Task prompt: Print, character for character, every line from the one containing "Where can you see the person" through the end of the saved entries, both ends included.

[Saved entries]
— BEGIN —

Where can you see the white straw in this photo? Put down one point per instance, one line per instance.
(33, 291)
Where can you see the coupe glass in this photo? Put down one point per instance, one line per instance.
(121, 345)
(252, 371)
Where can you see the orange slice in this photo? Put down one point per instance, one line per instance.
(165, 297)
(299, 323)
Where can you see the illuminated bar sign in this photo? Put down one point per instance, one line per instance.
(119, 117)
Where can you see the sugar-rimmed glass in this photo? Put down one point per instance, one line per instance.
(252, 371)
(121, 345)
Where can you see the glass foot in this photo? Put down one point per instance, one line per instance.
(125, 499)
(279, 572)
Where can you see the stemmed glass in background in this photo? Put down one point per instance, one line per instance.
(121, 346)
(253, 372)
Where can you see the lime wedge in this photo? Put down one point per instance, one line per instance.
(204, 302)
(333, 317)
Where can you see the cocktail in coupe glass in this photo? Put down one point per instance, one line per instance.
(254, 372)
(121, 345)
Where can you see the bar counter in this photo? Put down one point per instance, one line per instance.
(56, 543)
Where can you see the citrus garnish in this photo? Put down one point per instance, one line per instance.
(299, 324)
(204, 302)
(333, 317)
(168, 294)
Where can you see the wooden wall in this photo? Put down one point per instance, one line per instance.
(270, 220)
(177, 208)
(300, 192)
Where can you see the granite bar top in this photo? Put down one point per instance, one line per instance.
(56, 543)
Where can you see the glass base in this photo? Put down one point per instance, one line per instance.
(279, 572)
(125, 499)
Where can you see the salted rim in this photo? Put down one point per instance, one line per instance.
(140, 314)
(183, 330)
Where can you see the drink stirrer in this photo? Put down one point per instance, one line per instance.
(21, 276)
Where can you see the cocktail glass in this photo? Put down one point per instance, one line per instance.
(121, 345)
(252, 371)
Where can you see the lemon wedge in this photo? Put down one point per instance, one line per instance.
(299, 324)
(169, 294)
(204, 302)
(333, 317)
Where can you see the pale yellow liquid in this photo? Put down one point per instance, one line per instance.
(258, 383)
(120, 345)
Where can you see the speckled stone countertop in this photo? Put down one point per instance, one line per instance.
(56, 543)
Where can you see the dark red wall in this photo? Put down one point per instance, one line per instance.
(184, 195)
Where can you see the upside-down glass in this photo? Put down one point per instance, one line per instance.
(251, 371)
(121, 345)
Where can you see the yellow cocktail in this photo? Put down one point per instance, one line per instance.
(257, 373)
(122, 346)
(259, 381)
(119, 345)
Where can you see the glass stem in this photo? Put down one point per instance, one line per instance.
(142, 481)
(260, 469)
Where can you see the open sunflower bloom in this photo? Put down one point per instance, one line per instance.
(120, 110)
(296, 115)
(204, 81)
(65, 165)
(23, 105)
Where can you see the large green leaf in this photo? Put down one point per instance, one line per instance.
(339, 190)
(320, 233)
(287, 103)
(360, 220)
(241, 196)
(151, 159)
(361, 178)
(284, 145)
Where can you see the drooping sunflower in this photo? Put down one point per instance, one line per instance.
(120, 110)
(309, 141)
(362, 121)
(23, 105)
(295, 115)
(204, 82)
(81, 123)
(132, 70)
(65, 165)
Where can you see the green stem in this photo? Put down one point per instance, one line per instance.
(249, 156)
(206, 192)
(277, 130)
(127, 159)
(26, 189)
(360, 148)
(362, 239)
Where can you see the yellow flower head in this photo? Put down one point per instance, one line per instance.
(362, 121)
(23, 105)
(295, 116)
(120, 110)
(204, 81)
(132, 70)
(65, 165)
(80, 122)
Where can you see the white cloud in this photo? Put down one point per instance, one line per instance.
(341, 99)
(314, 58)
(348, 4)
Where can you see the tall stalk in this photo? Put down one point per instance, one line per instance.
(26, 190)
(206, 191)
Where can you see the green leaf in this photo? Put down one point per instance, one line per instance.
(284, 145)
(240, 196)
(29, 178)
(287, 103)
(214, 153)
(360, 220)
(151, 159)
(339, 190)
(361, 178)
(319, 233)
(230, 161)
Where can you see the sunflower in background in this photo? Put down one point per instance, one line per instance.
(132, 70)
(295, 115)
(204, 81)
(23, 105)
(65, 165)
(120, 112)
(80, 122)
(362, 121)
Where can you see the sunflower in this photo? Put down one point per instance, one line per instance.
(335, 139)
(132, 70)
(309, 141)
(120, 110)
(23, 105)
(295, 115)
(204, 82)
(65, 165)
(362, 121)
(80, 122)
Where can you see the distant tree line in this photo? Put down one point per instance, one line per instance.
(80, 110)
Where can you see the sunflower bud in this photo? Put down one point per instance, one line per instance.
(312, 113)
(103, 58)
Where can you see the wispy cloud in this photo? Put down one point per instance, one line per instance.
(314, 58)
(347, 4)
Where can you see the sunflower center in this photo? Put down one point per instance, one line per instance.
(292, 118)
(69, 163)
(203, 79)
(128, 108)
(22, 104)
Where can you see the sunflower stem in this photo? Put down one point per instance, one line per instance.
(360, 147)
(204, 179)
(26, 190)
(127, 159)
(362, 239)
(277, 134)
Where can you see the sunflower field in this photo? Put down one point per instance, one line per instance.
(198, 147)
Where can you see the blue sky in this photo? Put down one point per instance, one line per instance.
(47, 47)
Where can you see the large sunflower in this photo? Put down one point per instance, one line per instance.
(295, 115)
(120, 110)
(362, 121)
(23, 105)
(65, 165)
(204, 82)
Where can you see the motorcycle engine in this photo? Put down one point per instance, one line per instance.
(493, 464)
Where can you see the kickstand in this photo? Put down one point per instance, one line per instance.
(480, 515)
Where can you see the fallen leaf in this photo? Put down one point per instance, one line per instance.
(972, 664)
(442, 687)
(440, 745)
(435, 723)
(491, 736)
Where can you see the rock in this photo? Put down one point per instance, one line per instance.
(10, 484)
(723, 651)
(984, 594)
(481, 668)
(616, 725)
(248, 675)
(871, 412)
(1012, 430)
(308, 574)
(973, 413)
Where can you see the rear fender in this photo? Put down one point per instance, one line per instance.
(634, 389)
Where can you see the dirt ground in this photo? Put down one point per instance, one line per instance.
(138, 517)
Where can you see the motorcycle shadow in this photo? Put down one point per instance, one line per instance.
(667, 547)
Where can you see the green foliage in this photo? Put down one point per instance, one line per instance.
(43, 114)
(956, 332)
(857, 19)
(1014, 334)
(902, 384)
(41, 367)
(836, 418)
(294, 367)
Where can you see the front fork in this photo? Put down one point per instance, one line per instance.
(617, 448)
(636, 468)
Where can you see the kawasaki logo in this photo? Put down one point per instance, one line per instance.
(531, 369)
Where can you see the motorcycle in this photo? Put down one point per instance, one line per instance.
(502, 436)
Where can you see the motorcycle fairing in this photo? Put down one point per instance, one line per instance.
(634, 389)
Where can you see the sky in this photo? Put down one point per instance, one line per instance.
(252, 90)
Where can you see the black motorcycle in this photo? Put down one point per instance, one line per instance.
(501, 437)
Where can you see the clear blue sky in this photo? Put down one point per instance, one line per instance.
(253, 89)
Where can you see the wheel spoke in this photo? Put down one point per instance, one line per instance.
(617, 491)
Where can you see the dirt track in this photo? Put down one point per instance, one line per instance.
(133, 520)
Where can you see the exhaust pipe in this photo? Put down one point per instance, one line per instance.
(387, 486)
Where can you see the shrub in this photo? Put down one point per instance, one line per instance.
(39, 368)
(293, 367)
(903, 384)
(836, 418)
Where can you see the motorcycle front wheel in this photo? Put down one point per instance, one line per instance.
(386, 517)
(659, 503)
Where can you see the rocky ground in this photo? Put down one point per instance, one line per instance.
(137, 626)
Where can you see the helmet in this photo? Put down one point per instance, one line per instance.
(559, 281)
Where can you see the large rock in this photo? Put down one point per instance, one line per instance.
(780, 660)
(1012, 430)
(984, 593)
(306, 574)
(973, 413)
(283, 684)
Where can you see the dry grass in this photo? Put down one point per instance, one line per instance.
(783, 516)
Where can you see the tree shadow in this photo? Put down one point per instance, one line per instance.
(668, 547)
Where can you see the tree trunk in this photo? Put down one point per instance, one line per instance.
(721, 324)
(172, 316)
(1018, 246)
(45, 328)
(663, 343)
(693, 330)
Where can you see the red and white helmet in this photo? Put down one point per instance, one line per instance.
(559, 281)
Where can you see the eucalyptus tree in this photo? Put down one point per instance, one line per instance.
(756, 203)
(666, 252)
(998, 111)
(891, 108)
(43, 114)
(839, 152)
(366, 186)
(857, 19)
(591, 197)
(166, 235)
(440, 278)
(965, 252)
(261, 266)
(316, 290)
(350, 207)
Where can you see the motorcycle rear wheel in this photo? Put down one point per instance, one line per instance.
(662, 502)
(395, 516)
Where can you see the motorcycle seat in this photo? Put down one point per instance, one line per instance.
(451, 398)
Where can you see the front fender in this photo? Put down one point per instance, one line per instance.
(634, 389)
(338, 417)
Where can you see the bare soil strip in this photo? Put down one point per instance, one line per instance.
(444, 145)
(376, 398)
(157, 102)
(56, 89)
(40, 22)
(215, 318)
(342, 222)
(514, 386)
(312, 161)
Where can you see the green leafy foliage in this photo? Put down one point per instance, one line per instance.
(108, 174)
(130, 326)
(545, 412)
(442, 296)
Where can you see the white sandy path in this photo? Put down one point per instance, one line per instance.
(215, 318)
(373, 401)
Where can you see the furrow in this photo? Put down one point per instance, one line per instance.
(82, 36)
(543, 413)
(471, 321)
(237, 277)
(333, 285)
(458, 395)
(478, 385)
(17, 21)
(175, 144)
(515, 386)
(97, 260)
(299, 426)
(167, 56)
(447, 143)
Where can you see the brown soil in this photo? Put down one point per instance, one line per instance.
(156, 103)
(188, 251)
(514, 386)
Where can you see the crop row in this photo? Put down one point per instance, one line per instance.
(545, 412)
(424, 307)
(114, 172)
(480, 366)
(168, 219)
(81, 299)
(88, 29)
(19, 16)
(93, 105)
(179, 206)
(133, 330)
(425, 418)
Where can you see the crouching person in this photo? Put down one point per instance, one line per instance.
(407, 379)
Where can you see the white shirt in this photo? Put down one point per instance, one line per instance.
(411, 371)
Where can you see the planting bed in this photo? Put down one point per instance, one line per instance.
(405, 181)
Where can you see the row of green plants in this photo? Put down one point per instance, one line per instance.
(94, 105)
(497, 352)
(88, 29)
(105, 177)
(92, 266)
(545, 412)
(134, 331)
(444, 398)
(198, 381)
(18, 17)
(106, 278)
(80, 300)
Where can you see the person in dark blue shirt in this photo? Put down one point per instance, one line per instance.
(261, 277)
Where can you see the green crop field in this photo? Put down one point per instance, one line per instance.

— END —

Result for this exercise:
Where can you see the person in dark blue shirt in this photo? Put down one point per instance, one line per instance.
(261, 277)
Where can you see the green crop field in this photo? Put down one point per instance, one line per instance.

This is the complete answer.